_Brief_
All that is needed is every line of the listing below that has "wall".
*** Data records ***
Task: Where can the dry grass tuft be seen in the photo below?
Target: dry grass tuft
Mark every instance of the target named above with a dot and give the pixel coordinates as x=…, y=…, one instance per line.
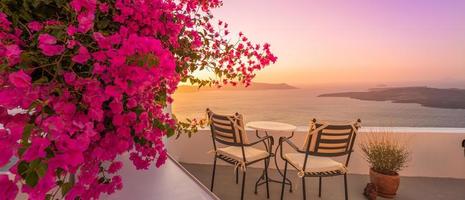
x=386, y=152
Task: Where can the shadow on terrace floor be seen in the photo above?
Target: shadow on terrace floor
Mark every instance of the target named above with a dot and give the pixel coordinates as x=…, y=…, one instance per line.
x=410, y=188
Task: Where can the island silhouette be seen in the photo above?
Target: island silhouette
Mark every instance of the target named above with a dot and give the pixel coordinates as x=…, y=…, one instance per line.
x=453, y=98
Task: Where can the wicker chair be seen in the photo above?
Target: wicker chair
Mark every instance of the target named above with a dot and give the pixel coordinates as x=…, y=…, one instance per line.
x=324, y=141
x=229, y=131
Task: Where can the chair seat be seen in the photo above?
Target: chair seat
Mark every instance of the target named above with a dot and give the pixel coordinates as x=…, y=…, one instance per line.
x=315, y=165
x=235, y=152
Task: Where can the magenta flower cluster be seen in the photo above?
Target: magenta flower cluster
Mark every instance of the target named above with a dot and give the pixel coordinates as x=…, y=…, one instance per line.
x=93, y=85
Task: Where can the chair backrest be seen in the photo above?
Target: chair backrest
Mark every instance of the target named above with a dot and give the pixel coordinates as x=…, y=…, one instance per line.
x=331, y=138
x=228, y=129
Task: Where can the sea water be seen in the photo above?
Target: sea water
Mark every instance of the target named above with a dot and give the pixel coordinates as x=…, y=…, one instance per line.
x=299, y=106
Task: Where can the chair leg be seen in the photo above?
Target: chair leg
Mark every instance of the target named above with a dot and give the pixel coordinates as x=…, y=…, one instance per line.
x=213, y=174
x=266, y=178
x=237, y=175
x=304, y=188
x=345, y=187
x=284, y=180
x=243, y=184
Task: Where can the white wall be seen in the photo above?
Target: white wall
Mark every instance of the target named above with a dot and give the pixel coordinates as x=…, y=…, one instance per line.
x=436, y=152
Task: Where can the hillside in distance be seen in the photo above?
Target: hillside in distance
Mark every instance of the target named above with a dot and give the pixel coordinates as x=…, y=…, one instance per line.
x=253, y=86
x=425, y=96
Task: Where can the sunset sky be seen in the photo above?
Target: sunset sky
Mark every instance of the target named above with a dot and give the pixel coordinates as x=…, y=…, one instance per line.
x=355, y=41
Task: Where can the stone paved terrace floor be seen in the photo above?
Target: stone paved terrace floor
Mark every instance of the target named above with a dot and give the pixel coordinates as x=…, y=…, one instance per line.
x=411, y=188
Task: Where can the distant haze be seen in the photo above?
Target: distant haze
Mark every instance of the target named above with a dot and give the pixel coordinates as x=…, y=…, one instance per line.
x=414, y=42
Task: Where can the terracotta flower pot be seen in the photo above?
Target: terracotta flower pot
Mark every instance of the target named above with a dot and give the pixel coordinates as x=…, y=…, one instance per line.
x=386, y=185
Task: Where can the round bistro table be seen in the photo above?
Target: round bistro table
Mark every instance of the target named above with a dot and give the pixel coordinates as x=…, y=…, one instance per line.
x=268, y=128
*** End of Data records ***
*** Data records ***
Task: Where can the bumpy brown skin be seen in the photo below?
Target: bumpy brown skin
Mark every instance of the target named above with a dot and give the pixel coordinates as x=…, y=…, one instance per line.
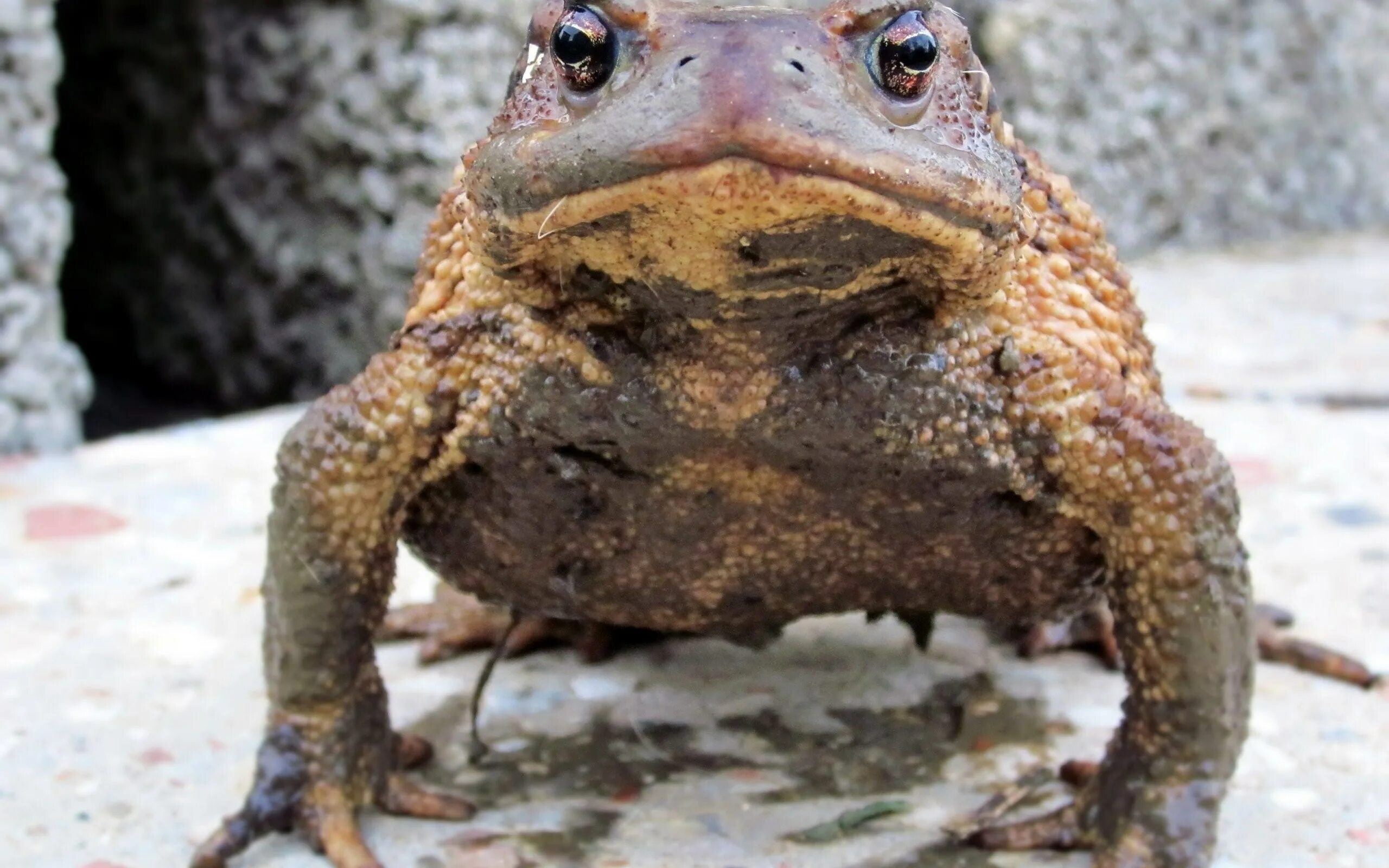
*** End of Data records ***
*** Data records ***
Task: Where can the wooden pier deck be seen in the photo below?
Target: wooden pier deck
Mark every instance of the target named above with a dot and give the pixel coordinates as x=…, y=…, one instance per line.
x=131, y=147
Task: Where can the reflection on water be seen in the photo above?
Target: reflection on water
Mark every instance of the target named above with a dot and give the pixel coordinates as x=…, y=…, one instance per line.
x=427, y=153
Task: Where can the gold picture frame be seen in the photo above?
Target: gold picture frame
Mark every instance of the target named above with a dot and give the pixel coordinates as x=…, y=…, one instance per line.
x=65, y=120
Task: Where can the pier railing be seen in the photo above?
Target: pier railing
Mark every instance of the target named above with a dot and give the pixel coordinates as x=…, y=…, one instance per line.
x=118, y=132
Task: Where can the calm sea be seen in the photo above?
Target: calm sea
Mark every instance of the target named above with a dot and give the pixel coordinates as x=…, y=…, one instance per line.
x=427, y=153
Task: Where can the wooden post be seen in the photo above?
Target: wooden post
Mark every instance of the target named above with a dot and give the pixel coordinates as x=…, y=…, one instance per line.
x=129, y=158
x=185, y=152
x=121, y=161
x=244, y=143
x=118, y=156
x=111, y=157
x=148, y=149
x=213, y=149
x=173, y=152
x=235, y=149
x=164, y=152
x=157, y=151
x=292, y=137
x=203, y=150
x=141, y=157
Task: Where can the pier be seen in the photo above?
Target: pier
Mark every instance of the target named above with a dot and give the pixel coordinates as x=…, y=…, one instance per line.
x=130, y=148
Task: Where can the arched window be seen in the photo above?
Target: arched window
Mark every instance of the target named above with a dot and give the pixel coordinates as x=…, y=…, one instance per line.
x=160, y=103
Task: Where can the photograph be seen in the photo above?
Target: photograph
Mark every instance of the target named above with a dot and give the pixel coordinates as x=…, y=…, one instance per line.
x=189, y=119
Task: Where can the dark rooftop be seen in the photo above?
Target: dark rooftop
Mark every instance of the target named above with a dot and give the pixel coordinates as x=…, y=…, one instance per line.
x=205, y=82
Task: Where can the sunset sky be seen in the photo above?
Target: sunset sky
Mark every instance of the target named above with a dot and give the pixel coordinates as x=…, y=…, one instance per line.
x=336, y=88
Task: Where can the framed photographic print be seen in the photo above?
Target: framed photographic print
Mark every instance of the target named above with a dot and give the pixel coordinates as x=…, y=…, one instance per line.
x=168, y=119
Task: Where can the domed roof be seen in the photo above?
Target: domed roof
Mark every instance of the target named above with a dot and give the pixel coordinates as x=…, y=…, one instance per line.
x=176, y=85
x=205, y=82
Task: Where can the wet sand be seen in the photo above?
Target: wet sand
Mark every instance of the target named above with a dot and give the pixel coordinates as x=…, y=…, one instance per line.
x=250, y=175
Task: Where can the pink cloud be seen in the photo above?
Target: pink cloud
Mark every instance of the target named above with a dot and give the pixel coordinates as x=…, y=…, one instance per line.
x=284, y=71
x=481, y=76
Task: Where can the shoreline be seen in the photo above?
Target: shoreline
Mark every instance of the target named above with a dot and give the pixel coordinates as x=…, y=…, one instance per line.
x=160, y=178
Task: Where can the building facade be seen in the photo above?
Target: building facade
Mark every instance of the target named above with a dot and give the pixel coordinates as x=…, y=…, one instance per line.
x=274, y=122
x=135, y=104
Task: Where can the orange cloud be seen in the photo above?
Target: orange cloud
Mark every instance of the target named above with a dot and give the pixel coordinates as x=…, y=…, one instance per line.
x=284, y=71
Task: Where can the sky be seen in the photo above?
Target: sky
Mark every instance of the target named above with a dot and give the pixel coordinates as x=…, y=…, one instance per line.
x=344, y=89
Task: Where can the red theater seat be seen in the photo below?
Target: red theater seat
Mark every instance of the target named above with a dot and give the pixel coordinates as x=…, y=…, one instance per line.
*** End of Data records ***
_Response box_
Task: Where can the white wall be seen in the photo above?
Target: white wall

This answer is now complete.